• Exercise
Count the lines in the items below that contain the word "mountain". Reply with the number only.

begin Entries

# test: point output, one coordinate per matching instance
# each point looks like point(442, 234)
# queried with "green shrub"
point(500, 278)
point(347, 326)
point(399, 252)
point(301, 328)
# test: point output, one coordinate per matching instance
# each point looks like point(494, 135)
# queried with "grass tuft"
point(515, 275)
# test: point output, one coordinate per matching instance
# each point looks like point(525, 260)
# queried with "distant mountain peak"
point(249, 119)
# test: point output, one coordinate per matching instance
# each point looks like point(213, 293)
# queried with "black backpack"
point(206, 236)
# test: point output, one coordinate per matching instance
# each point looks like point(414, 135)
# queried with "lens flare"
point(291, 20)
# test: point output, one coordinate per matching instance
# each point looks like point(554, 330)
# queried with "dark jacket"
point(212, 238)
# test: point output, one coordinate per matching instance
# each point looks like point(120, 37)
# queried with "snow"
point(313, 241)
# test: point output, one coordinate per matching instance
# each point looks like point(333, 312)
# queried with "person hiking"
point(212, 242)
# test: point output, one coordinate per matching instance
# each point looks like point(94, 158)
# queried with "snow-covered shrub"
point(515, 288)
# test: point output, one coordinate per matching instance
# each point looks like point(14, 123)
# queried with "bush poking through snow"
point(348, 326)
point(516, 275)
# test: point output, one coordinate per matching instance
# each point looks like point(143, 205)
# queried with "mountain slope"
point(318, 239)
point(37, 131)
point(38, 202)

end Entries
begin Entries

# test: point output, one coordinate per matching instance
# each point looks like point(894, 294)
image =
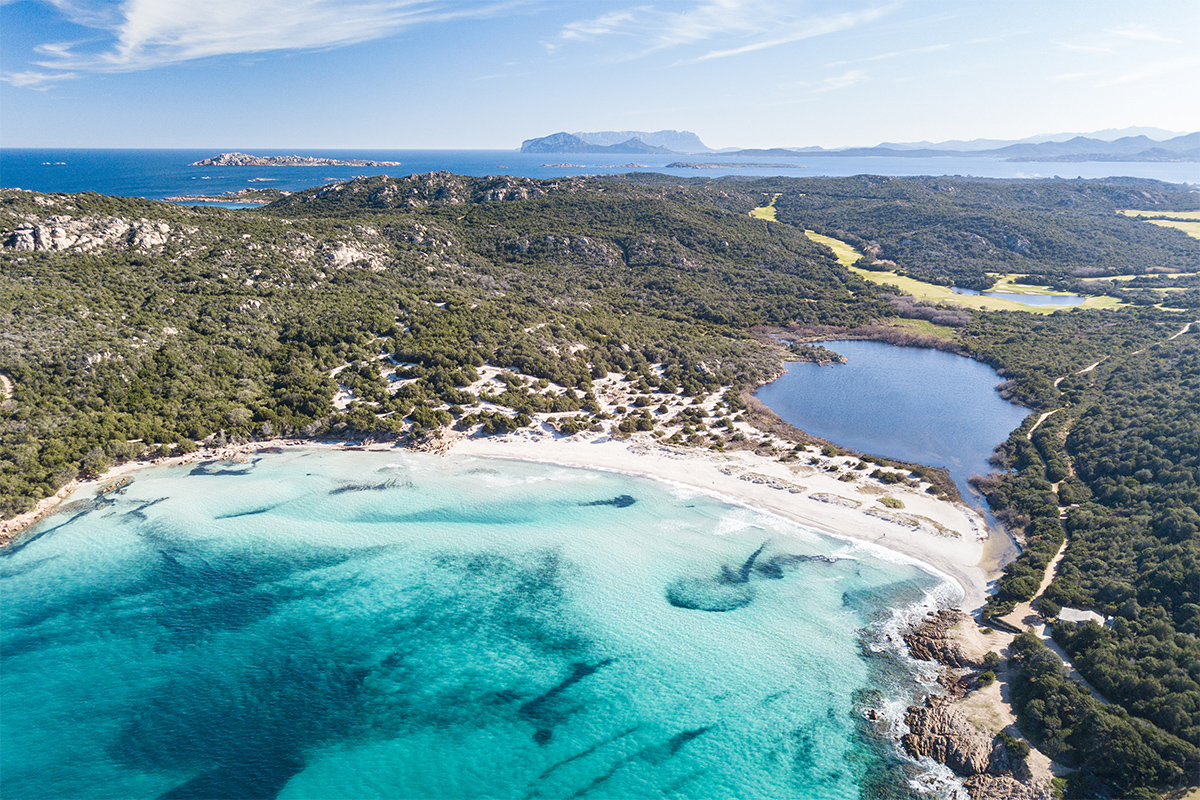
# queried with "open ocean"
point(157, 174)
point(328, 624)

end Entries

• Reply
2